→ **Try it**
What do the lines say from the one containing "Target: girl in denim skirt" to the end of the records? Restate them word for word, and only those.

(Natural language region descriptions)

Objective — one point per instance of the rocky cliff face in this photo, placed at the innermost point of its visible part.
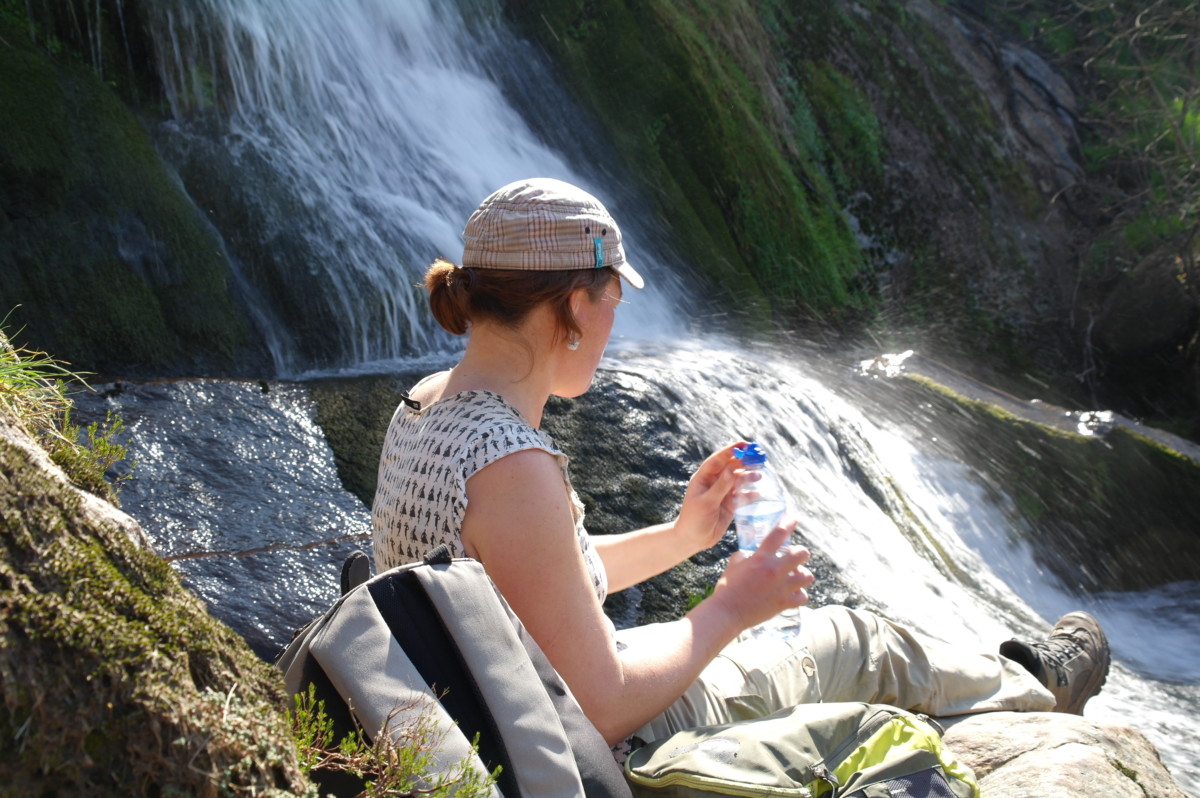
(117, 682)
(114, 681)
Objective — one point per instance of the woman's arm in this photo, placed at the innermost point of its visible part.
(519, 525)
(634, 557)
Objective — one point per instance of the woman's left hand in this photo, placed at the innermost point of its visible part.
(707, 507)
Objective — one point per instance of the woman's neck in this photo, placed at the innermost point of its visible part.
(498, 363)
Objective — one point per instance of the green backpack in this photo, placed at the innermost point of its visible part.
(835, 750)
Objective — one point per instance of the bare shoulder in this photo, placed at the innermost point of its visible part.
(431, 388)
(519, 501)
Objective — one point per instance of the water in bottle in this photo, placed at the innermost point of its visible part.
(759, 504)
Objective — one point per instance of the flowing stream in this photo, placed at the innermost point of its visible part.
(339, 145)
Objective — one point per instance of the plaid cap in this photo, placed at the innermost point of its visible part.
(544, 225)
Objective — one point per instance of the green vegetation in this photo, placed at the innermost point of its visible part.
(34, 390)
(396, 763)
(735, 161)
(115, 679)
(1105, 513)
(112, 265)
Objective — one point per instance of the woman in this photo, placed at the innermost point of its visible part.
(466, 463)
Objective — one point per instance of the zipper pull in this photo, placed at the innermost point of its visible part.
(825, 774)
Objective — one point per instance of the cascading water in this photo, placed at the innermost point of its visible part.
(339, 145)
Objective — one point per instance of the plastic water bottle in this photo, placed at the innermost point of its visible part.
(759, 505)
(760, 502)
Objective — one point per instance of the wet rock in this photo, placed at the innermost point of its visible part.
(1015, 755)
(114, 681)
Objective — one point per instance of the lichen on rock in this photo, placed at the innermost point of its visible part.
(113, 678)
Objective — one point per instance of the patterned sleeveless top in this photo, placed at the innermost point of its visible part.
(427, 457)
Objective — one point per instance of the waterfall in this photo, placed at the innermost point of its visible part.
(337, 145)
(341, 144)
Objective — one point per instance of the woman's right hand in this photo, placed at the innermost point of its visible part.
(761, 586)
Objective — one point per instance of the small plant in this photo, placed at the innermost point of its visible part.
(34, 394)
(397, 762)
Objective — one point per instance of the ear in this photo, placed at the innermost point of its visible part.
(577, 300)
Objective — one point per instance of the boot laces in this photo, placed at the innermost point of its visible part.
(1057, 652)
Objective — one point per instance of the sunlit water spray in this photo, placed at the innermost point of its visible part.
(339, 145)
(351, 139)
(225, 467)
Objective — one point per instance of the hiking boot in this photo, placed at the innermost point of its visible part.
(1073, 663)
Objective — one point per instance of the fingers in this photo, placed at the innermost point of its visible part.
(778, 537)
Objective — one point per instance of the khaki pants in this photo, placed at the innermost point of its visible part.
(843, 654)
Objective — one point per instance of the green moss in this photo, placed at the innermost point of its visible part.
(113, 267)
(709, 137)
(115, 681)
(1104, 513)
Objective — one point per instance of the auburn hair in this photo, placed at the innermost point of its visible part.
(460, 295)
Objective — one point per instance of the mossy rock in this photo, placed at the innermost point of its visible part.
(112, 267)
(1113, 511)
(114, 681)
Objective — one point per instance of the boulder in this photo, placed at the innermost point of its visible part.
(114, 679)
(1015, 755)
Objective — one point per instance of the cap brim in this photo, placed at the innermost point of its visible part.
(630, 275)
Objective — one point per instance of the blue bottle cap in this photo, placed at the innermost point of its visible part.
(751, 454)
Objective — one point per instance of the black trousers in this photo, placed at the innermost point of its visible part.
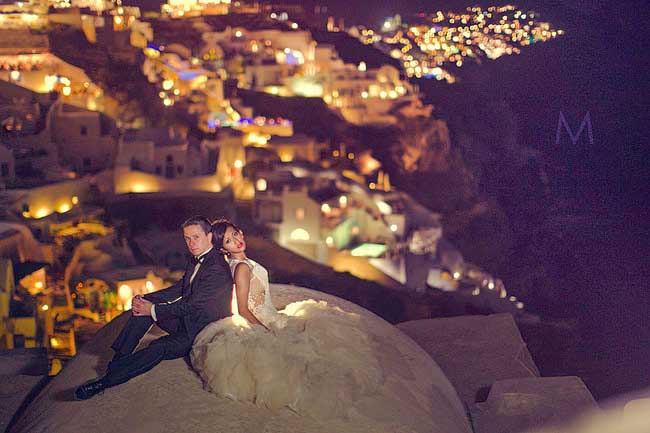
(126, 364)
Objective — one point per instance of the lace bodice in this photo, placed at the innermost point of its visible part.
(259, 295)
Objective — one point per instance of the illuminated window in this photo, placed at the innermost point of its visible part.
(299, 235)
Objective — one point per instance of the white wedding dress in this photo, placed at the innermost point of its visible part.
(316, 360)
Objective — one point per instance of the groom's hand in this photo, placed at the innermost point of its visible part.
(141, 307)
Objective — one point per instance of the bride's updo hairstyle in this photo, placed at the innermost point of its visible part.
(219, 228)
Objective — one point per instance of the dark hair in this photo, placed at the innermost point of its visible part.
(219, 228)
(198, 220)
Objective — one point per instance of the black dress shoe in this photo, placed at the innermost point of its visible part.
(84, 392)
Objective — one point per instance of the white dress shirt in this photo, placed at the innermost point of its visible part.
(196, 270)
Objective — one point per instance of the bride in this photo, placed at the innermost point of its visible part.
(311, 358)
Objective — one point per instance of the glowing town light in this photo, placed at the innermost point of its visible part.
(384, 207)
(41, 213)
(261, 185)
(299, 234)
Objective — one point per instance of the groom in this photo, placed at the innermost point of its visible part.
(202, 296)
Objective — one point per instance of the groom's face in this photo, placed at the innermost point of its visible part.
(196, 239)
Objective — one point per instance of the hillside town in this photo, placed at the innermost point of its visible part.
(104, 107)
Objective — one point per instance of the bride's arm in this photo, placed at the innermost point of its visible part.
(242, 286)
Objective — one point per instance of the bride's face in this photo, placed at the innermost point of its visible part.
(233, 241)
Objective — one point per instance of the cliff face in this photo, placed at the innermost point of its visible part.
(424, 146)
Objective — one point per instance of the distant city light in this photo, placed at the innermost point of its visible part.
(299, 234)
(261, 185)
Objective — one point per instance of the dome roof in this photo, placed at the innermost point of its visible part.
(171, 398)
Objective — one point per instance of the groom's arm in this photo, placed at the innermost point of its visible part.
(166, 295)
(212, 282)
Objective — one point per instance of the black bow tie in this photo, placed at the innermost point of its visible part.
(198, 259)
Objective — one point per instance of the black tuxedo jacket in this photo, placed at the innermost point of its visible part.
(196, 304)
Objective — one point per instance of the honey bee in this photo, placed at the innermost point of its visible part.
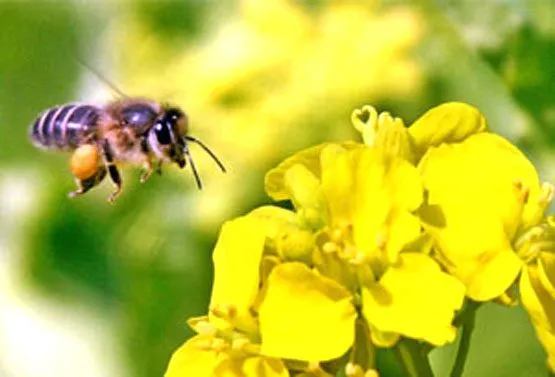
(134, 131)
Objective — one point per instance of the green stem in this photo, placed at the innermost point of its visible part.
(413, 358)
(467, 321)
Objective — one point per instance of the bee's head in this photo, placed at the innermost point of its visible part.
(168, 140)
(165, 138)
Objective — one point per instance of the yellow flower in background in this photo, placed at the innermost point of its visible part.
(272, 78)
(386, 239)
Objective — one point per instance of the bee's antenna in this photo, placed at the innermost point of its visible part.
(101, 77)
(207, 150)
(193, 167)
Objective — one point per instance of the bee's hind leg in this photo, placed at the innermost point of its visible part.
(84, 185)
(112, 171)
(149, 169)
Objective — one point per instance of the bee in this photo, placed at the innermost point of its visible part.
(134, 131)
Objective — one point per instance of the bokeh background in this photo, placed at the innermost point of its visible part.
(96, 290)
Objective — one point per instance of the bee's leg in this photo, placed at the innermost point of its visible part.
(148, 170)
(84, 185)
(112, 170)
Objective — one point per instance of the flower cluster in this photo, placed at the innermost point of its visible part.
(274, 61)
(387, 240)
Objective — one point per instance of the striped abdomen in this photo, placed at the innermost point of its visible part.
(66, 126)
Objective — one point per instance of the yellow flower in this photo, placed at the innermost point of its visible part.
(477, 193)
(385, 240)
(250, 84)
(537, 282)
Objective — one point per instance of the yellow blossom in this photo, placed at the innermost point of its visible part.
(203, 355)
(477, 192)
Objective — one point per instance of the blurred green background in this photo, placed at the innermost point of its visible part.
(91, 289)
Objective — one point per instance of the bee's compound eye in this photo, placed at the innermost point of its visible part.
(84, 161)
(162, 131)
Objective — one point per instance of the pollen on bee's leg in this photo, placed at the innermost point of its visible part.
(353, 370)
(522, 192)
(85, 161)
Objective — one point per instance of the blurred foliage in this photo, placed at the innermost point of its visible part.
(258, 82)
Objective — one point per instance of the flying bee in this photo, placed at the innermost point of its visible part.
(133, 131)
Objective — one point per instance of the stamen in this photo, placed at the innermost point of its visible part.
(353, 370)
(329, 247)
(193, 167)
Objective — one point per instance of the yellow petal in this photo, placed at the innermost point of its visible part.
(274, 181)
(415, 299)
(274, 219)
(447, 123)
(307, 197)
(541, 308)
(254, 366)
(337, 183)
(305, 316)
(237, 258)
(386, 190)
(193, 359)
(477, 193)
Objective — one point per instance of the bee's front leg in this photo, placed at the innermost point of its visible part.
(84, 185)
(149, 169)
(112, 170)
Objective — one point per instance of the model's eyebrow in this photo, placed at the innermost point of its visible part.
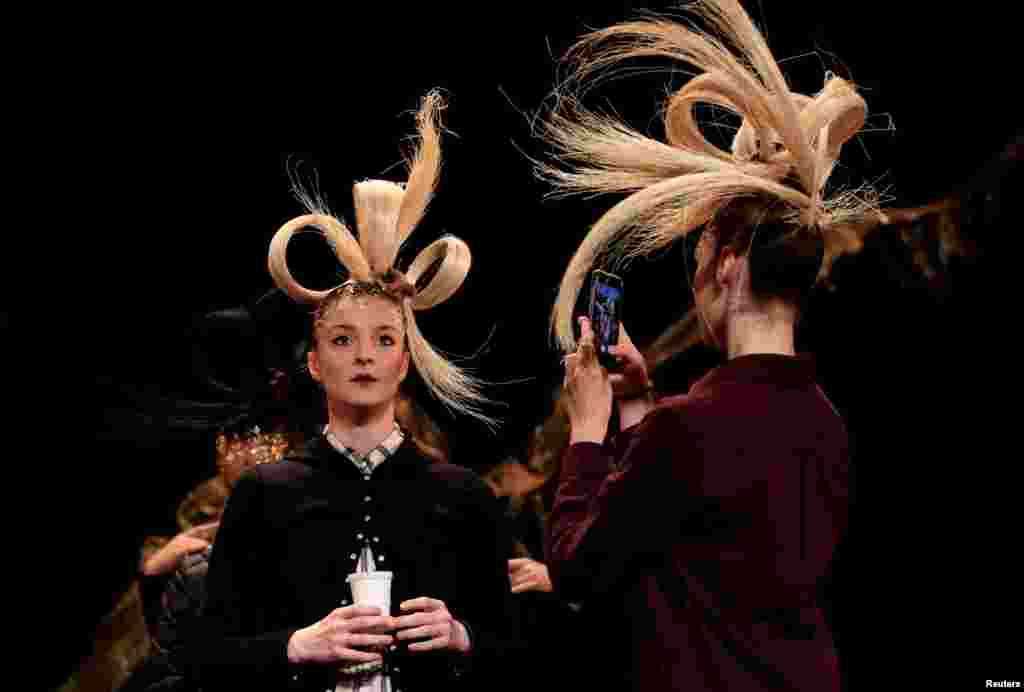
(379, 328)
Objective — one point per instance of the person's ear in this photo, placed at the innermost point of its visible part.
(313, 363)
(728, 267)
(404, 363)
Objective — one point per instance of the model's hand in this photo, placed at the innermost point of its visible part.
(341, 636)
(588, 390)
(169, 558)
(632, 376)
(429, 625)
(527, 574)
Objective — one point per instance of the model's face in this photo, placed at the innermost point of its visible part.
(359, 355)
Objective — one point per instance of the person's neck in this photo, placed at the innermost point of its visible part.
(769, 330)
(360, 428)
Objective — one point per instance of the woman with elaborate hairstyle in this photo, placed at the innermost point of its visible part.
(364, 495)
(699, 551)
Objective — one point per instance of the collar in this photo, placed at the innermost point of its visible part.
(368, 463)
(782, 371)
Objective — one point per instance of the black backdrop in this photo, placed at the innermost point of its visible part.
(177, 164)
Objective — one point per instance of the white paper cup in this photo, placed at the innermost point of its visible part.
(372, 589)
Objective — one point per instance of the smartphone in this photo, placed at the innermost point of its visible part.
(605, 314)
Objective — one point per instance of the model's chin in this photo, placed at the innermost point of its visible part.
(368, 395)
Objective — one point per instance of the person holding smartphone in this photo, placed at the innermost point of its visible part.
(696, 538)
(364, 495)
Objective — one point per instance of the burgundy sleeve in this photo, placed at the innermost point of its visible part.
(613, 506)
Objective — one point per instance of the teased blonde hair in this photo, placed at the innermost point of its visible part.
(386, 213)
(784, 149)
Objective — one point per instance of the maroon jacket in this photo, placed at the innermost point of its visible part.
(695, 539)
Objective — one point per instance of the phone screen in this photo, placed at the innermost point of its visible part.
(605, 313)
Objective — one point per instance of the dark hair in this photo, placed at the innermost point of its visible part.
(784, 256)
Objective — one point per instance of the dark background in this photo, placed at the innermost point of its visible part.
(177, 161)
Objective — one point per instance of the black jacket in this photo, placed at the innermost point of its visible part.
(292, 532)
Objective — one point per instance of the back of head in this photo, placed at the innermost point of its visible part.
(765, 193)
(784, 256)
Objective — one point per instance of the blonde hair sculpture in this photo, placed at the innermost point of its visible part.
(679, 185)
(386, 213)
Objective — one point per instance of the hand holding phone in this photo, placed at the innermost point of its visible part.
(605, 314)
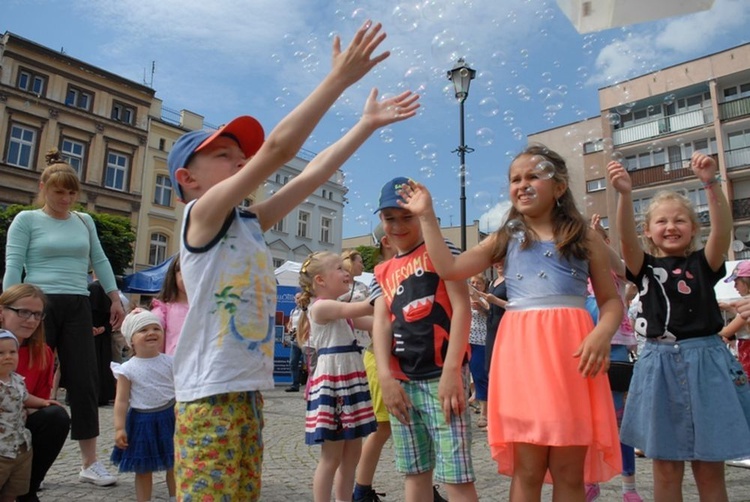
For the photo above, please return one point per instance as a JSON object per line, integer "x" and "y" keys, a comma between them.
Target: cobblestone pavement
{"x": 289, "y": 465}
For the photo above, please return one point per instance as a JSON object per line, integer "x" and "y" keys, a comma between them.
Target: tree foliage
{"x": 115, "y": 234}
{"x": 370, "y": 257}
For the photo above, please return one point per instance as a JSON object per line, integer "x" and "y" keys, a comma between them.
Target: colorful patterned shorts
{"x": 428, "y": 443}
{"x": 219, "y": 448}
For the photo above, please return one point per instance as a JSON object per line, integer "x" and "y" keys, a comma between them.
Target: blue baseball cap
{"x": 389, "y": 194}
{"x": 4, "y": 333}
{"x": 245, "y": 130}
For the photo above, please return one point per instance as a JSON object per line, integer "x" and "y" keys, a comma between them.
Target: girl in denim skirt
{"x": 685, "y": 381}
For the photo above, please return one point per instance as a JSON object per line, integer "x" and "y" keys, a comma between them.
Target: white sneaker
{"x": 97, "y": 474}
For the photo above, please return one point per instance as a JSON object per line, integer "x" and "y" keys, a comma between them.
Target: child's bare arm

→ **Response box**
Target: girl in denim skirt
{"x": 685, "y": 381}
For the photo above, please return one point per instance as a JSON object per line, integer "x" and "y" keys, a comma between them.
Target: white sneaker
{"x": 97, "y": 474}
For the photo above, please return one point per instance as a JSON object per line, integer "x" and "y" keys, a comma between them.
Target: child's bare arm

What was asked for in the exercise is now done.